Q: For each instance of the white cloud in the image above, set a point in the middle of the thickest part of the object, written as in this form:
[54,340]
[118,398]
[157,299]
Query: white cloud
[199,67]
* * *
Quote the listing in full, please, keeping every line exact.

Q: For each instance of the white cloud in the image above, set a point in the middle of the thickest part of the object, written as in this form:
[54,340]
[118,398]
[157,299]
Query: white cloud
[199,67]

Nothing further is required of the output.